### WHAT IS EXPECTED:
Return, word for word, the passage of the Draft Budget statement that opens with the words containing "FSB had made" and closes with "of these businesses.".

### EXTRACT:
--

Responding to the publication of Welsh Government’s Draft Budget, Ben Francis, Wales Policy Chair at FSB stated:

“High street businesses are currently hoping for a successful and busy Christmas period after many difficult years, with businesses continuing to struggle with increasing cost pressures alongside a drop in customer spending. In this climate, Welsh Government’s decision not to implement the same level of business rates support as similar businesses in England is a significant and regrettable blow and some businesses will undoubtedly face difficult choices in the months to come.

FSB had made the case to Welsh Government for a freeze in the business rates multiplier and the extension of the 75% rates relief as a recognition that retail, hospitality and leisure businesses are currently among the most impacted and require that level support to recover and aid wider economic recovery.

Indeed, in their Draft Budget, Welsh Government seem to acknowledge the need for further support by announcing a further ‘Future-proofing’ fund for smaller businesses in the sector. However, without detail on how that fund will be used and against what criteria support will be judged, it’s difficult to make an assessment as to what impact that money might have. As such it is important that this detail be provided to allow businesses to plan accordingly. While ‘future-proofing’ is important, ‘present-proofing’ is the priority of these businesses.

The realities facing our high streets are stark. More than 1 in 6 shops in Wales are vacant and retail sales in October fell by 2.7% on the year. With retail analysists suggesting the next quarter could be even tougher and 83.5% of our members reporting increasing costs, a hike in rates bills in April will place significant additional pressure on these businesses.

--

### PROVIDED DATA:
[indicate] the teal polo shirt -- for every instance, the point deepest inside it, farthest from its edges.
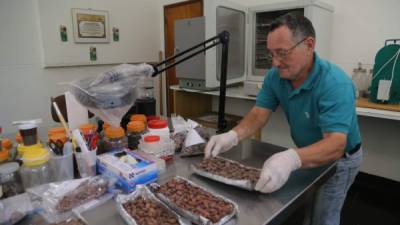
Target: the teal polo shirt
(324, 103)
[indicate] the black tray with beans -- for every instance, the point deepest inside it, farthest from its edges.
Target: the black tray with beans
(228, 172)
(195, 203)
(143, 208)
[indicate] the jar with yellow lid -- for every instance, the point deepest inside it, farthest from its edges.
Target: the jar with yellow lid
(35, 169)
(3, 155)
(21, 148)
(114, 139)
(8, 145)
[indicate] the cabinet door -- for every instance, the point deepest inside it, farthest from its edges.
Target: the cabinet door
(259, 60)
(223, 15)
(173, 12)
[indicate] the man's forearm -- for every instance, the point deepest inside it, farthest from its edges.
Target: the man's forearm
(327, 150)
(254, 120)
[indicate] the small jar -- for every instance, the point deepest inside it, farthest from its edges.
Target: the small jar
(8, 145)
(114, 139)
(135, 130)
(10, 180)
(35, 168)
(87, 129)
(159, 127)
(56, 130)
(150, 118)
(89, 134)
(4, 155)
(141, 118)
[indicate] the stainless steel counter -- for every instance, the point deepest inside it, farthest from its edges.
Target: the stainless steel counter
(255, 208)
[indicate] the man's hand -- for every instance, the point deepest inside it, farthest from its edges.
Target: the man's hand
(221, 143)
(277, 169)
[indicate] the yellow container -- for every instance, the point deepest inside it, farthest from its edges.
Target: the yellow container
(35, 156)
(21, 149)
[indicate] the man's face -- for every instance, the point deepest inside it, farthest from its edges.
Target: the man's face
(297, 58)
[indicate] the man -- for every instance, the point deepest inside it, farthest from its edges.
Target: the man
(318, 99)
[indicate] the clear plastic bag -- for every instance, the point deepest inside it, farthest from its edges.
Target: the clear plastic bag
(112, 93)
(58, 199)
(14, 209)
(195, 147)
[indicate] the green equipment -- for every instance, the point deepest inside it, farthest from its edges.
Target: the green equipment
(385, 85)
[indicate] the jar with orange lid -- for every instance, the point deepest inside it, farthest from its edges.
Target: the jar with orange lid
(8, 145)
(87, 128)
(114, 139)
(56, 130)
(3, 155)
(139, 117)
(89, 132)
(135, 130)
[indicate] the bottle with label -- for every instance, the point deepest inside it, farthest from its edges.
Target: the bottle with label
(135, 130)
(114, 139)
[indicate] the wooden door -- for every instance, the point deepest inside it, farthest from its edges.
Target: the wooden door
(178, 11)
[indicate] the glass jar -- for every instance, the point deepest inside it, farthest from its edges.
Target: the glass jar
(35, 169)
(139, 117)
(145, 87)
(135, 130)
(3, 156)
(8, 145)
(114, 139)
(10, 180)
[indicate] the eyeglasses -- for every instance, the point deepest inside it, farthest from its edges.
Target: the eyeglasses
(283, 53)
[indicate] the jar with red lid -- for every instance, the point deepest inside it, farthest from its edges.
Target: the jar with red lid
(158, 127)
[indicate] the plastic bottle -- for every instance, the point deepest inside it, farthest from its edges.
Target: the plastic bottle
(35, 168)
(159, 127)
(139, 117)
(8, 145)
(135, 130)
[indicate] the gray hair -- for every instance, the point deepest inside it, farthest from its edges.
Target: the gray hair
(299, 25)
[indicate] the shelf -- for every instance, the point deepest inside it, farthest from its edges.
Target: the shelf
(238, 92)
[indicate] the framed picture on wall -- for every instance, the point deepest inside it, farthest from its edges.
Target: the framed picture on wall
(90, 26)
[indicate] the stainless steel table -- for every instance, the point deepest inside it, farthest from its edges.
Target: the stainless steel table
(255, 208)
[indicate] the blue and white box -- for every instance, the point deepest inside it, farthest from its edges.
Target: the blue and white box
(128, 168)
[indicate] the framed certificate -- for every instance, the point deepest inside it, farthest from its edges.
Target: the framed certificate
(90, 26)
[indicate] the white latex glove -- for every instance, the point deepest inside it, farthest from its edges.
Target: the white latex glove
(277, 169)
(221, 143)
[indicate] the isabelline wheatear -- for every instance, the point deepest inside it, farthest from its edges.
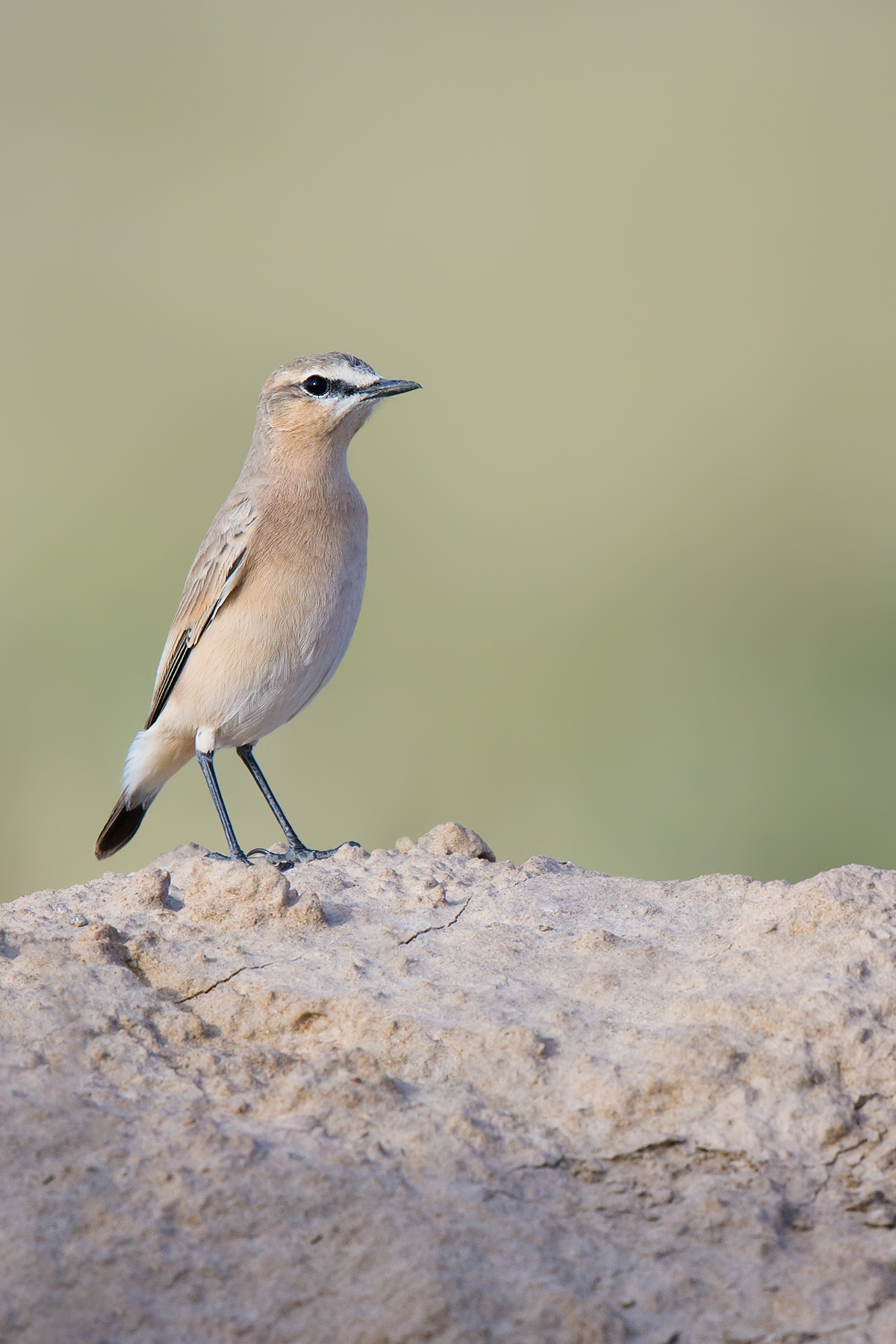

--

### WRITTEN ANSWER:
FSB had made the case to Welsh Government for a freeze in the business rates multiplier and the extension of the 75% rates relief as a recognition that retail, hospitality and leisure businesses are currently among the most impacted and require that level support to recover and aid wider economic recovery.

Indeed, in their Draft Budget, Welsh Government seem to acknowledge the need for further support by announcing a further ‘Future-proofing’ fund for smaller businesses in the sector. However, without detail on how that fund will be used and against what criteria support will be judged, it’s difficult to make an assessment as to what impact that money might have. As such it is important that this detail be provided to allow businesses to plan accordingly. While ‘future-proofing’ is important, ‘present-proofing’ is the priority of these businesses.